Given task 1 — Translate this sentence from the passage on Section 230 into Spanish: "Critics believe the tech industry receives special treatment—and this treatment is unwarranted."

Passage shown —
^^^^^^^^^^^^^^^^

Therefore, arguments that Section 230 should be eliminated because it only benefits Big Tech are misguided, and ignore the real benefits this law also offers to many other businesses, organizations, and consumers.

5. Section 230 Treats the Tech Industry Differently From Other Sectors

Opponents also claim that Section 230 creates an exception for the tech industry, treating online platforms differently from other businesses. Critics maintain that if a physical business facilitated sex trafficking or terrorist communication, or if a physical magazine printed user-submitted defamatory statements, they likely would not escape civil liability. Offline businesses suffer consequences for profiting from the illegal activities of others, but online companies are immune.[25]

Essentially, critics assert, the tech industry is putting out faulty products: online platforms that enable harm and abuse. Any other industry would face legal ramifications for putting out faulty products, but the tech industry can claim Section 230 protection and avoid the negative consequences of their actions and choices.[26] Critics say that companies should have designed their products in a less negligent way in order to prevent these harms and abuses from happening in the first place, but they had no incentive to do so with Section 230 in place.[27]

Critics believe the tech industry receives special treatment—and this treatment is unwarranted. David Chavern, president and CEO of a trade association representing the news industry, makes the case that traditional media has always been liable for the content it publishes, and the news industry has survived for centuries without Section 230-like legal protection.[28] Again, this raises the questions: What makes the tech industry different? Why should it be treated as an exception?

^^^^^^^^^^^^^^^^

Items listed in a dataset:
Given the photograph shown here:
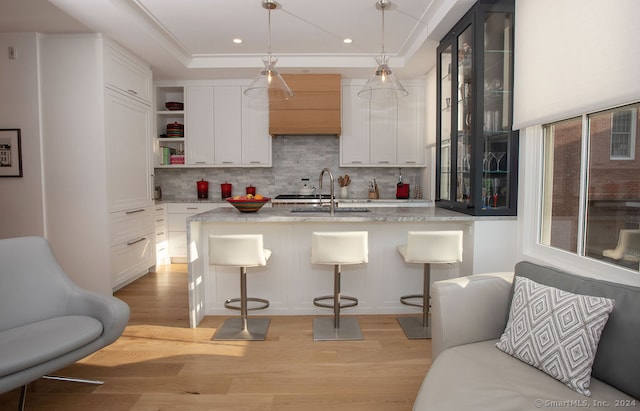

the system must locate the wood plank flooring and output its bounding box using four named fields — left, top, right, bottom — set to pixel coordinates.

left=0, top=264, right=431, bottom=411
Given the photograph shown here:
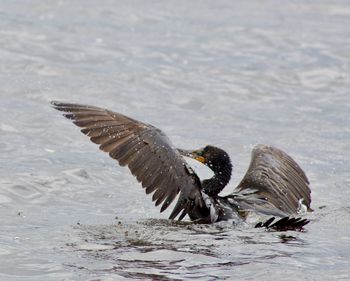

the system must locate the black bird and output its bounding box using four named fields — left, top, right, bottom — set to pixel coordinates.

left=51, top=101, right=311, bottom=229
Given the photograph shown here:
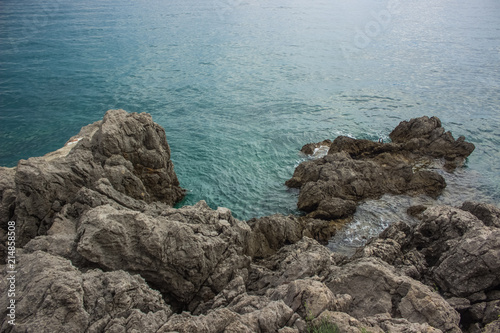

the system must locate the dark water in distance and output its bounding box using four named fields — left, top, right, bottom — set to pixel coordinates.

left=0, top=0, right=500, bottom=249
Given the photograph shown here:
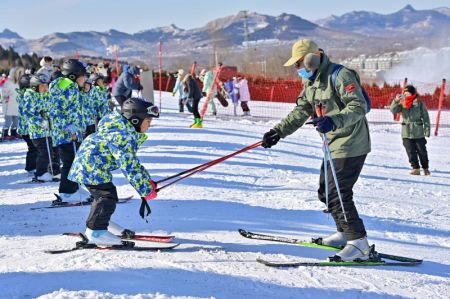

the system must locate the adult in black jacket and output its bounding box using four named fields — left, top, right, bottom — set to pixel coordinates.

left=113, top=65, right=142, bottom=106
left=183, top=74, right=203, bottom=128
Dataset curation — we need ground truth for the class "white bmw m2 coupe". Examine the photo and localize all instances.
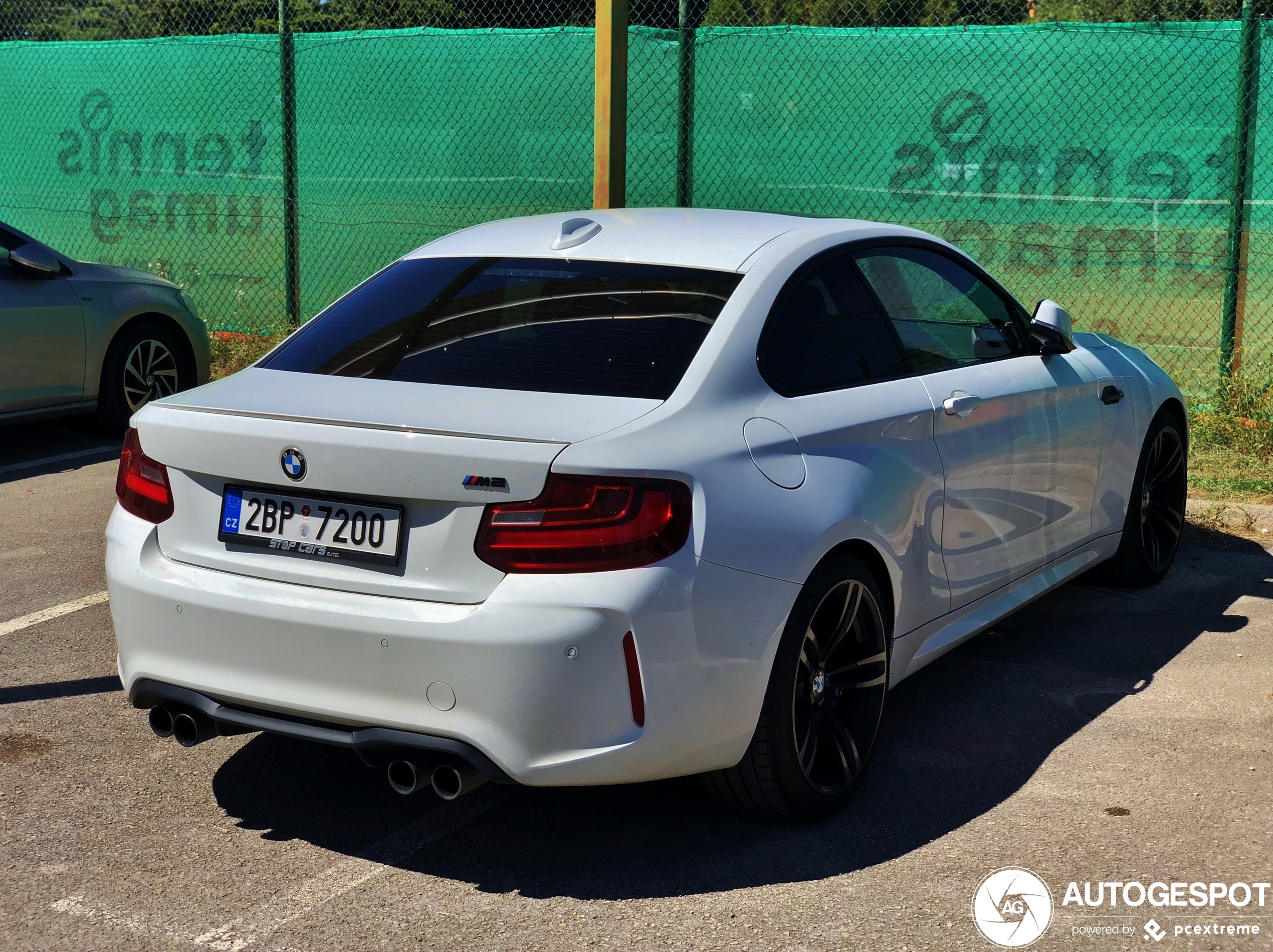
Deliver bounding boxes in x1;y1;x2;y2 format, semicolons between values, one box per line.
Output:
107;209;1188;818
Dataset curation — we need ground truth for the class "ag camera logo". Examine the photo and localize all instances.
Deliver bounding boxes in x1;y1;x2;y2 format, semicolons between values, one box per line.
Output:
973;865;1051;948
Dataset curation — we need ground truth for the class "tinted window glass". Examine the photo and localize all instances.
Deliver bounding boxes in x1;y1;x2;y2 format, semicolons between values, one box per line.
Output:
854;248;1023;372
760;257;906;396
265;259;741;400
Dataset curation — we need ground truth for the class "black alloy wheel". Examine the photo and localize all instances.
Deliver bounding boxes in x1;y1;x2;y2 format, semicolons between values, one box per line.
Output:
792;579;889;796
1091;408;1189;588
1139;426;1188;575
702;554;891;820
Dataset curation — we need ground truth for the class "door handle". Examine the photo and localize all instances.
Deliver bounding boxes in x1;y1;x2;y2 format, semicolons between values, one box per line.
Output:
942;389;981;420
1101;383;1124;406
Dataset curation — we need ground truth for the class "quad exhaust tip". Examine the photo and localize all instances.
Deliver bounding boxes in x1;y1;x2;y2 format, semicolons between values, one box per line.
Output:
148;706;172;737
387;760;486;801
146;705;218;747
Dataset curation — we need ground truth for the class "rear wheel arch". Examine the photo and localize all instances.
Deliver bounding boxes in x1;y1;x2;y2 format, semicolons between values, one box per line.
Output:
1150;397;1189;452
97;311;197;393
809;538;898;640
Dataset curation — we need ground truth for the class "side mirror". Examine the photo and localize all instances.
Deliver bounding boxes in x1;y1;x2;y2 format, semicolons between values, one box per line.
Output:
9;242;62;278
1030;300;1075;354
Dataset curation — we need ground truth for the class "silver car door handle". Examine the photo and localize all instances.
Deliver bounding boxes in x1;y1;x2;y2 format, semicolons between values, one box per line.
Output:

^^^^^^^^^^^^^^^^

Given task 2 — In the entries, from the first line through the line with "973;865;1051;948", substitute "image coordinates" for "pixel coordinates" and give back those lines with nothing else changed. Leave out the pictures.

Task answer 1 — Los críticos creen que la industria tecnológica recibe un trato especial, y que este trato es injustificado.

Task answer 2 —
Given the photograph shown here:

the system must locate the wood plank flooring and output its bounding box using four named fields — left, top, right, bottom — set to image coordinates.

left=0, top=264, right=431, bottom=411
Given the photograph shown here:

the system must locate the black bird and output its bounding box using four named fields — left, top, right, bottom — set to image coordinates.

left=51, top=101, right=311, bottom=229
Given the photograph shown here:

the system must locate the dark water in distance and output its bounding box using four named fields — left, top, right, bottom — set to image coordinates.

left=0, top=0, right=500, bottom=249
Given the photograph shown here:

the system must locate the adult in black jacket and output its bounding box using four named fields — left, top, right, bottom — set to image coordinates.

left=113, top=65, right=142, bottom=106
left=183, top=74, right=203, bottom=128
Dataset curation — we need ground truth for the class "white bmw m2 coupe". Examine the photo and localize all instances.
Deliver bounding boxes in x1;y1;x2;y2 format, semicolons between values, one box per line.
Output:
107;209;1188;818
Dataset curation — we need ground truth for the class "ag camera logo". Examine the photo and localize all instances.
Deliver bounding boxes in x1;y1;x2;y2 format, semicolons between values, one box per line.
Output:
973;865;1051;948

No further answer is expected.